====== ENTRIES ======

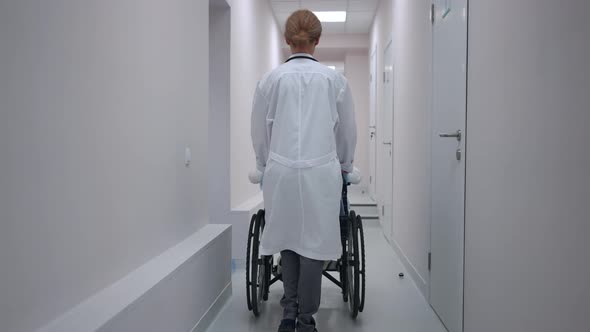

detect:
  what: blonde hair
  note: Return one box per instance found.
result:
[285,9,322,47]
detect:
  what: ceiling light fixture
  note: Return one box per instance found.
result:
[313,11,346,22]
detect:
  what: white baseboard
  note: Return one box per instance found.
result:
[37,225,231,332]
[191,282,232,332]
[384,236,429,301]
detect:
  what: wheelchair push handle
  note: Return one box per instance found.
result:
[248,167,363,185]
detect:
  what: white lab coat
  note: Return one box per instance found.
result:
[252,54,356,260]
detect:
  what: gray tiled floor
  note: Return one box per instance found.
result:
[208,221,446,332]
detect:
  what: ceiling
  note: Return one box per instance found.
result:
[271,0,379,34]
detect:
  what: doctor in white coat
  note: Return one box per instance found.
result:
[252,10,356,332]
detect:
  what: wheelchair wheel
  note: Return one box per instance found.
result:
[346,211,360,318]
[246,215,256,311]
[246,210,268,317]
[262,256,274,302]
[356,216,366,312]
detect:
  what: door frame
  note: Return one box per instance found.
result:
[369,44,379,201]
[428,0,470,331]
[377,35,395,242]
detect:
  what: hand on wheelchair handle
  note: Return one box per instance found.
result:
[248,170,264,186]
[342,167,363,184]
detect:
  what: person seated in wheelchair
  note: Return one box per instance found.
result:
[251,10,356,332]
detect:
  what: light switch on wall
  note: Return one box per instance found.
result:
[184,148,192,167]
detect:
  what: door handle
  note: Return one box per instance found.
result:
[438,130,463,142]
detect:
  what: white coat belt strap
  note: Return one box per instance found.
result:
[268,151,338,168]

======
====== ENTRIES ======

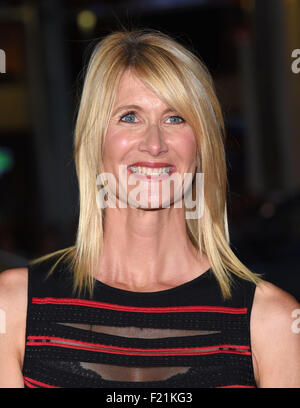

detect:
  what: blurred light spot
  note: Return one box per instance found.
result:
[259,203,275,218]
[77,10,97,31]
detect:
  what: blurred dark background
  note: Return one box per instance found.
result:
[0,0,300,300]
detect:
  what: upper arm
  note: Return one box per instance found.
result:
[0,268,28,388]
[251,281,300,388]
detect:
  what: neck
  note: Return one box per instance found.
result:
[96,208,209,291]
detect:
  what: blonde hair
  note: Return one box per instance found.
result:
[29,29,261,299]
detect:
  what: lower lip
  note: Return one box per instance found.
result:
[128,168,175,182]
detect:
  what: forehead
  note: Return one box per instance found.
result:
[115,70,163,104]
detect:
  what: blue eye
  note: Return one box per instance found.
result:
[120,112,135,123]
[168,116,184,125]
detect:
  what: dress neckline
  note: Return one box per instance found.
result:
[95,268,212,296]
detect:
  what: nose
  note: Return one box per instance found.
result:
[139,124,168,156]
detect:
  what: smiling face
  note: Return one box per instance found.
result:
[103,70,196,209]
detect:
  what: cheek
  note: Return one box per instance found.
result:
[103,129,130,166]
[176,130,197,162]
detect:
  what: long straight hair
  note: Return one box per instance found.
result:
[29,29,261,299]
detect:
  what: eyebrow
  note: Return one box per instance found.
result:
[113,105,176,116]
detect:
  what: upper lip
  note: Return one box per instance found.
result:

======

- [OBJECTIVE]: Count the lines in the rows above that contain the string "blurred", and reply with only that number.

- [EXERCISE RESPONSE]: 2